▶ [Problem to work on]
Give back exactly the line containing "the woman's neck" together with all the lines after it, ending at the final line below.

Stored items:
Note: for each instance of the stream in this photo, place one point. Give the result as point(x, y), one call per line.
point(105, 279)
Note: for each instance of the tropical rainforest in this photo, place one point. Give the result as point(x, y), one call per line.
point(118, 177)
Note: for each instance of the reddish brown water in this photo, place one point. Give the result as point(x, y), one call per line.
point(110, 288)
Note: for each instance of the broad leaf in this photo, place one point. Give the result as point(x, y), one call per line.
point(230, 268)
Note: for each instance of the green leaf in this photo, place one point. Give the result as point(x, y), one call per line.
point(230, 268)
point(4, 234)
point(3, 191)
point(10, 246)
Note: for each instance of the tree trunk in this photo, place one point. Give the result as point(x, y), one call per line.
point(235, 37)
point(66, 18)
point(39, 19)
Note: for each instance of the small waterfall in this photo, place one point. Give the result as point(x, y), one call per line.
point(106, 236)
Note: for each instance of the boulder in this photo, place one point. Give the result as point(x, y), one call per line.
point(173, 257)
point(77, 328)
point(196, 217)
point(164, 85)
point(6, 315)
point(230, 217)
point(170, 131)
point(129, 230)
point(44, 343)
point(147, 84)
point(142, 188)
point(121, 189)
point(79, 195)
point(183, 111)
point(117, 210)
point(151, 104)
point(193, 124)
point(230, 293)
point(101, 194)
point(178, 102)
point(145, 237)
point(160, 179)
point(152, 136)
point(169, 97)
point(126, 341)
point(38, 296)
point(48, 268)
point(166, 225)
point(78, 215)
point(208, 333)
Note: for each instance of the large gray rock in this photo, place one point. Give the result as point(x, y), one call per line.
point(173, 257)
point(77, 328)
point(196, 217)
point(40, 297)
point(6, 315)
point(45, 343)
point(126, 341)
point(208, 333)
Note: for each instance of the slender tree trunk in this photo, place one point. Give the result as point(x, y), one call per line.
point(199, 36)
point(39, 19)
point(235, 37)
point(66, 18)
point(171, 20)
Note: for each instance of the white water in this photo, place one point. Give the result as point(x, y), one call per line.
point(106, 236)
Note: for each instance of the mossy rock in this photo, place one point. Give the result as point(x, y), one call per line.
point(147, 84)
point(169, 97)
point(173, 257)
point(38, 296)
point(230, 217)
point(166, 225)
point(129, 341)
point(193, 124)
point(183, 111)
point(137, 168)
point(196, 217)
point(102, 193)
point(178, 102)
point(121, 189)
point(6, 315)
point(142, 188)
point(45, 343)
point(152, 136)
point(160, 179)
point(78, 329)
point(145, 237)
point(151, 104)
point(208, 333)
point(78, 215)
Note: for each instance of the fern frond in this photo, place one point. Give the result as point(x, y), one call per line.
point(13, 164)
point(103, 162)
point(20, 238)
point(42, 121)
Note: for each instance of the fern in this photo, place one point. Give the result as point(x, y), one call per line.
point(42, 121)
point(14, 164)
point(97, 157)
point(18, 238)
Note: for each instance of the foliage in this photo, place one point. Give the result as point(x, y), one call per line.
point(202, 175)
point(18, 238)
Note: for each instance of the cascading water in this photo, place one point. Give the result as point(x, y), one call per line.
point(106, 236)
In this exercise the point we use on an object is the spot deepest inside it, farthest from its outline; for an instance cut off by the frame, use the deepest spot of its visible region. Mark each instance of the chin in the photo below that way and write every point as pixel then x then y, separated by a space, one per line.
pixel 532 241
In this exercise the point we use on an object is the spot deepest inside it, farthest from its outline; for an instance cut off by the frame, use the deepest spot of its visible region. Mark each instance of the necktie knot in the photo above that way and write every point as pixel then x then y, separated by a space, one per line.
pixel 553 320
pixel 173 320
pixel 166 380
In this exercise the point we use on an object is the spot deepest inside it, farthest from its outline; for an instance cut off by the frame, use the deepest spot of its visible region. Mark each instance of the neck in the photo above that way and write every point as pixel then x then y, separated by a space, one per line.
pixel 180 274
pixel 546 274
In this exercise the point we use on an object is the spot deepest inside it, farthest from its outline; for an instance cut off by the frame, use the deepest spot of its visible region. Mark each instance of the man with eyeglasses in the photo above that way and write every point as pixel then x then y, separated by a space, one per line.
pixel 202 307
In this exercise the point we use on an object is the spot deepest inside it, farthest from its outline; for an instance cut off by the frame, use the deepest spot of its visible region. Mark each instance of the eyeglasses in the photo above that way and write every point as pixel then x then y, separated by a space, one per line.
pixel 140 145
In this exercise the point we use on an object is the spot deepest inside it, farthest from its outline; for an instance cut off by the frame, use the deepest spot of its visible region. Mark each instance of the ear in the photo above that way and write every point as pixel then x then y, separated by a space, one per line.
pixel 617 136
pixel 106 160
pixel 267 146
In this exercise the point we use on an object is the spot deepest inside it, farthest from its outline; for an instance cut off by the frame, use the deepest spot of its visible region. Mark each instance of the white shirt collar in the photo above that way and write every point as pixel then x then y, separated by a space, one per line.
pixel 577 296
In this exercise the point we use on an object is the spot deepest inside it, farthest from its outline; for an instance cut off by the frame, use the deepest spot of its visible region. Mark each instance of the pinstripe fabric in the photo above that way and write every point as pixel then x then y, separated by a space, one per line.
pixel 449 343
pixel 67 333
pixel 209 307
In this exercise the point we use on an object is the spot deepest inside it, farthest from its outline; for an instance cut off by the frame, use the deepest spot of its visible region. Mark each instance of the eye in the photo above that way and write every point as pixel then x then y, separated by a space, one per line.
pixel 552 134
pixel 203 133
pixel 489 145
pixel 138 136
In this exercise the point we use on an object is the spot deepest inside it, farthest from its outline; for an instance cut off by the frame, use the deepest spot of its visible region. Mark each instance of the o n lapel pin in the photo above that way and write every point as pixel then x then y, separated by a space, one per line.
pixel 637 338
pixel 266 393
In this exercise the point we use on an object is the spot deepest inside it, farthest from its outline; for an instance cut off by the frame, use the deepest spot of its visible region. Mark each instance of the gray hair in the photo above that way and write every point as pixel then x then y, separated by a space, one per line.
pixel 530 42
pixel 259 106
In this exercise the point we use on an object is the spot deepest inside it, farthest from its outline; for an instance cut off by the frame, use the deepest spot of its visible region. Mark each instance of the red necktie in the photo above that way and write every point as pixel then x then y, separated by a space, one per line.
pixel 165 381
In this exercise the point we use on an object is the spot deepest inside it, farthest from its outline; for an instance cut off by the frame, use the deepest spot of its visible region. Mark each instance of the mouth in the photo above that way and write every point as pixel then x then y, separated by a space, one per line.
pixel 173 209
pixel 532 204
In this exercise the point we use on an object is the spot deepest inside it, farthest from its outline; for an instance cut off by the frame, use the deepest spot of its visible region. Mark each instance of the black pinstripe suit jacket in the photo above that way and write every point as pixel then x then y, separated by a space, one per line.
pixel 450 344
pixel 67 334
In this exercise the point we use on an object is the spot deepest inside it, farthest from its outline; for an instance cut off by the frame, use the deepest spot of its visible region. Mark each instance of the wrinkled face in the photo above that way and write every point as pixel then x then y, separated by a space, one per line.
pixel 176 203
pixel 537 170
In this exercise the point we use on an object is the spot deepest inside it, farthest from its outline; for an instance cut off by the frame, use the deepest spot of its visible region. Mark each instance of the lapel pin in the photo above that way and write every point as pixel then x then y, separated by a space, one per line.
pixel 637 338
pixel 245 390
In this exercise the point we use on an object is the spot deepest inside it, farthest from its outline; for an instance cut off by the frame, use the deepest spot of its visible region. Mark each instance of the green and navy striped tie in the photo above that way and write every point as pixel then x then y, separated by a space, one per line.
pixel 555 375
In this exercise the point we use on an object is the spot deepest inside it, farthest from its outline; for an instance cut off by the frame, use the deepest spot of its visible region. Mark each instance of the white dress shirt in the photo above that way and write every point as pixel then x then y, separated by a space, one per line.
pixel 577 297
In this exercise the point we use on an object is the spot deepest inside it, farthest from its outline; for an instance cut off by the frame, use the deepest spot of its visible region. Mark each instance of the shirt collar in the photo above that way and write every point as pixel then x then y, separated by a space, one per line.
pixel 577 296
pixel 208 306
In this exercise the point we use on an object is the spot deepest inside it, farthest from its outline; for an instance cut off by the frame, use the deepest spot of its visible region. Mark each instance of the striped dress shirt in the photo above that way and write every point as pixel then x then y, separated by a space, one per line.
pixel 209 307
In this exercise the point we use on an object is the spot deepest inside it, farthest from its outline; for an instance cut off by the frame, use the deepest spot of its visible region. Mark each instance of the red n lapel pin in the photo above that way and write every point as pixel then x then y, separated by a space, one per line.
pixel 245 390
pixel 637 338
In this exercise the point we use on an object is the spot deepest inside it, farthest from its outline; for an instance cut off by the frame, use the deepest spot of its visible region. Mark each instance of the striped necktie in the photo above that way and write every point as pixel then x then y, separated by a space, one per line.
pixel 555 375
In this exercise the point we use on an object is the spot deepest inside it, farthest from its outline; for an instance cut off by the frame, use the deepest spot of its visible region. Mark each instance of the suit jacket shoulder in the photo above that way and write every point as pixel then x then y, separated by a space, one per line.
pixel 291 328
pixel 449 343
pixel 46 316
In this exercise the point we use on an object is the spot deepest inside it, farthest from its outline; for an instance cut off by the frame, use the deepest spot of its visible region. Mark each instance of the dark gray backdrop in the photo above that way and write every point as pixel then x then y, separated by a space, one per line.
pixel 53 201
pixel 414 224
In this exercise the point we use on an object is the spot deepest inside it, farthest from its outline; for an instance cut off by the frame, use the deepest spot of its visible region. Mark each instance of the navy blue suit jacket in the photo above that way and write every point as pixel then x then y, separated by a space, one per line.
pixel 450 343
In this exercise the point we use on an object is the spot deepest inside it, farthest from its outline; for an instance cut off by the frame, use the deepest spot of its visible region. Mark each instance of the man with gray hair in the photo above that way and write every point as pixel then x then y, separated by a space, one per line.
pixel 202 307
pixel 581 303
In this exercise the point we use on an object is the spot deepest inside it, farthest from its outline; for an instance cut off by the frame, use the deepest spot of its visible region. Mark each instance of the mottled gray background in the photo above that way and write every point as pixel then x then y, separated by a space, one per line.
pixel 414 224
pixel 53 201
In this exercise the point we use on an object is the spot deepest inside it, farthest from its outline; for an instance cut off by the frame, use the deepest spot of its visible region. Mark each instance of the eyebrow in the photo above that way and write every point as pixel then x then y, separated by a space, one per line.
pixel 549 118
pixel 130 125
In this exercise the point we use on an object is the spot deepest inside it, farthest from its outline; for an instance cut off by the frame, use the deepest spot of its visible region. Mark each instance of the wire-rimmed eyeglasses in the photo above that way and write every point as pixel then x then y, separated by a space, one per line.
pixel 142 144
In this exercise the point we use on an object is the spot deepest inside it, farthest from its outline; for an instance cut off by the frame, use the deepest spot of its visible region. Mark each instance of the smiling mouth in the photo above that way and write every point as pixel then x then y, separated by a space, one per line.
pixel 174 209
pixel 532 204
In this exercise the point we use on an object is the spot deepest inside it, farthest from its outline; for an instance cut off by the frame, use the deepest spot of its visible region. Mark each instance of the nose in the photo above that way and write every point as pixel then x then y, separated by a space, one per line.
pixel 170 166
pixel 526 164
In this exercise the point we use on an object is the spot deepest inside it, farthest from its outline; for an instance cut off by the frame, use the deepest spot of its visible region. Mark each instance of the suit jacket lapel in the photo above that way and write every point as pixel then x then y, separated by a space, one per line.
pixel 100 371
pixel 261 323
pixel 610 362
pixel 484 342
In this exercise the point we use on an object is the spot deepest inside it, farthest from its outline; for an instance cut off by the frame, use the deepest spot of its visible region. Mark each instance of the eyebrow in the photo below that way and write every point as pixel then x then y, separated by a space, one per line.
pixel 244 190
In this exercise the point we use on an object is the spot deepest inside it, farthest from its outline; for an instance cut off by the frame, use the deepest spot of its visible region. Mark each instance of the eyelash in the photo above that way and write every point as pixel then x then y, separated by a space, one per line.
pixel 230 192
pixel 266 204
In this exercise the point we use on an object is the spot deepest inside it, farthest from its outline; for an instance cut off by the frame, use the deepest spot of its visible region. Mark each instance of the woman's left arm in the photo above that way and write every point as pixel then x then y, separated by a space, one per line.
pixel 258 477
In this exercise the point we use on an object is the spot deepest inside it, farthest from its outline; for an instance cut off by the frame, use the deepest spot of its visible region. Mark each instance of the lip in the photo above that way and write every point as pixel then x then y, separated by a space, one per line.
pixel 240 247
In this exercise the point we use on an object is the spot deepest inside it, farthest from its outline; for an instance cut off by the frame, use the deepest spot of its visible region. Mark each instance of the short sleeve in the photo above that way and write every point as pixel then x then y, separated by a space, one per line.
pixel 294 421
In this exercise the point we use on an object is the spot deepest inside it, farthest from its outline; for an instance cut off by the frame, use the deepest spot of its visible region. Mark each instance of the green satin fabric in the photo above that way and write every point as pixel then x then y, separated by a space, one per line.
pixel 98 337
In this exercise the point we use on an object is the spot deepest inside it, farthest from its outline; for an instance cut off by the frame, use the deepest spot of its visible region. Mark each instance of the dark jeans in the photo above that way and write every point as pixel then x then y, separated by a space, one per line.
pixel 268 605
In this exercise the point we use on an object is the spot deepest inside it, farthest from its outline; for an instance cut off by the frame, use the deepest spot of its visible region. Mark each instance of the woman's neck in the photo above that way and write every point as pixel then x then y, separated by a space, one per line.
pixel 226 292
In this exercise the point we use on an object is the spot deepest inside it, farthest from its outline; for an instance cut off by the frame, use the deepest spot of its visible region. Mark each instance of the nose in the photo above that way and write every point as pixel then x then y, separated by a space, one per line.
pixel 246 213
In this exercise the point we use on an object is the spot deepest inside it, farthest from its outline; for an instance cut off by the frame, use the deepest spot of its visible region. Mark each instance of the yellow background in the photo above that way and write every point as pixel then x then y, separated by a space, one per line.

▶ [Answer box]
In this exercise the point we use on an object is the spot deepest inside it, farthest from its outline; for an instance cut off by the frame, use the deepest spot of its visible region. Mark each instance of the woman's neck in the photo above that way and write every point as pixel then x then y, separated by a space, one per line.
pixel 226 292
In this exercise the point we use on an object is the spot deepest inside it, farthest from its outline; for an instance cut off by the frame, use the deepest spot of its visible region. Mark each instance of the nose in the photo above that way and write every point as pixel then x then y, separated by a space, one per line.
pixel 246 213
In this exercise the point we use on an object is the spot deepest inside it, farthest from its outline; for an instance cut off by the frame, use the deepest spot of its visible region. Mark each instance of the yellow background in the photo above that way and write every point as pixel then x then y, separated by a space, one per line.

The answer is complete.